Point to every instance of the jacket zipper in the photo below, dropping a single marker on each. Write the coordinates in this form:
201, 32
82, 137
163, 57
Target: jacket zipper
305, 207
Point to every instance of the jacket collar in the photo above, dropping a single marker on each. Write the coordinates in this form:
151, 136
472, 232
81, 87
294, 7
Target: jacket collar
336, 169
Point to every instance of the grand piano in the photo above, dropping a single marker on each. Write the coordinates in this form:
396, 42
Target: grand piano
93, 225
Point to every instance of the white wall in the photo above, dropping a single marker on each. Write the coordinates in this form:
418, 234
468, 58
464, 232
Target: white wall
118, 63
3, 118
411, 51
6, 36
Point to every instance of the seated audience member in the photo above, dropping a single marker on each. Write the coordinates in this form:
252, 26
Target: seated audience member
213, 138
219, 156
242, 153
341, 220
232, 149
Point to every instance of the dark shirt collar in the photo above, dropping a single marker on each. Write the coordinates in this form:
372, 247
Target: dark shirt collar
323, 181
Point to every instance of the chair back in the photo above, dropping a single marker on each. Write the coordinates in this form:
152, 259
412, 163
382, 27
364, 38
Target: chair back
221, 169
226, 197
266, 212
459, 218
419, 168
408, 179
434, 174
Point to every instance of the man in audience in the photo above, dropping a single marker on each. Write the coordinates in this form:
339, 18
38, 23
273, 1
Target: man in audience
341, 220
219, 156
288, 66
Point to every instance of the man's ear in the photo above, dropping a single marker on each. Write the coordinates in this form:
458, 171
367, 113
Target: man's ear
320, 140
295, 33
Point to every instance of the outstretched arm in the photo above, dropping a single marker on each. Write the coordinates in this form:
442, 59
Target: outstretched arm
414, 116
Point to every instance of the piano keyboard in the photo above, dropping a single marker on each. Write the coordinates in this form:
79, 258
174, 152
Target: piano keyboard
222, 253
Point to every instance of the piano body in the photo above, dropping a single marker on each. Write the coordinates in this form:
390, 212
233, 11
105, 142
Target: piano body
------------------------
◆ What you have to do:
Start at the line holding "Point to every instance of the man's" and retype each line through the end of the material above, both included.

◆ Output for this task:
Point to every instance of the man's ear in the photo above, dropping a single marker on each. Write the coordinates in this form:
458, 171
367, 113
Target: man's ear
320, 140
295, 33
Point to every instance of the outstretched arm in the photo above, dropping a single marker on each. Write the coordinates in this form:
442, 59
Target: outstretched arm
414, 116
Point to every instance of the piano keyboard in the photo above, dropping a single marker on each. Write the coordinates in this form:
79, 258
174, 152
Target: piano keyboard
222, 253
Point to every instance of the piano body in the photo above, dropping a single marker on each. Write the coordinates in this form:
390, 212
233, 11
105, 142
Target: piano body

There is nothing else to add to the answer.